Instructions for the task:
Your response should be the lines from the one holding "In this photo, where can the bird's foot" to the last line of the data below, copied exactly and with no additions.

Data records:
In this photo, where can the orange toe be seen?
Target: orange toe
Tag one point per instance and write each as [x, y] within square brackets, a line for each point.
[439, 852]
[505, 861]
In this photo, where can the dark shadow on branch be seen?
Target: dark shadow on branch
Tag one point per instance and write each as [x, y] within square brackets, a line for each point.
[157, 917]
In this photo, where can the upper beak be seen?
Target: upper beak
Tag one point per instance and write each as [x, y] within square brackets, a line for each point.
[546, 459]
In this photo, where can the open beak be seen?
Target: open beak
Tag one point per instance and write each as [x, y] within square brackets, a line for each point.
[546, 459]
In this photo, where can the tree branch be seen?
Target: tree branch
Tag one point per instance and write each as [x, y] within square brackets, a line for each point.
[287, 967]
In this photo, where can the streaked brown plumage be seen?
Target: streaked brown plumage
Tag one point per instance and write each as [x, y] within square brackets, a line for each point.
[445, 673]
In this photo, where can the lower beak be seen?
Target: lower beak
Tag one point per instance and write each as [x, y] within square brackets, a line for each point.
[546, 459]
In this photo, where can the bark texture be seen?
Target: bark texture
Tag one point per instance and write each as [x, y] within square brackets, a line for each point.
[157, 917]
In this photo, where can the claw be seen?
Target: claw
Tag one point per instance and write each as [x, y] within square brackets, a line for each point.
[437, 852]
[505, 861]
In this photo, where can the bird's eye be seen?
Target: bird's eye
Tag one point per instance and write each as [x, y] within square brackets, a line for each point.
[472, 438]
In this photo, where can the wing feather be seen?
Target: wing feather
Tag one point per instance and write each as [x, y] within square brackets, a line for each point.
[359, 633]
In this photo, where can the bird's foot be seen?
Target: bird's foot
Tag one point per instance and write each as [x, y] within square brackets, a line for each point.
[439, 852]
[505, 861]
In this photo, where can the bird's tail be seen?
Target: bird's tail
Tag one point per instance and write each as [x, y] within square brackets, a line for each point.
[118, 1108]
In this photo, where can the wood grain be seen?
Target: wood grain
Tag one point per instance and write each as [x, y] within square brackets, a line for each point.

Exercise result:
In this photo, where can the bird's foot be seen?
Target: bird's foot
Tag one point per instance and write each as [x, y] within square brackets, a line for each point.
[439, 852]
[505, 861]
In this photo, where can the bird's tail be seen?
Target: bird's tail
Tag one point per instance and write each as [x, y] within square brackets, a line for each point.
[118, 1108]
In this photo, where can the wood grain be seen?
Target: wood grain
Tag one point per instance and write each as [x, y] within square brackets, a line for each point.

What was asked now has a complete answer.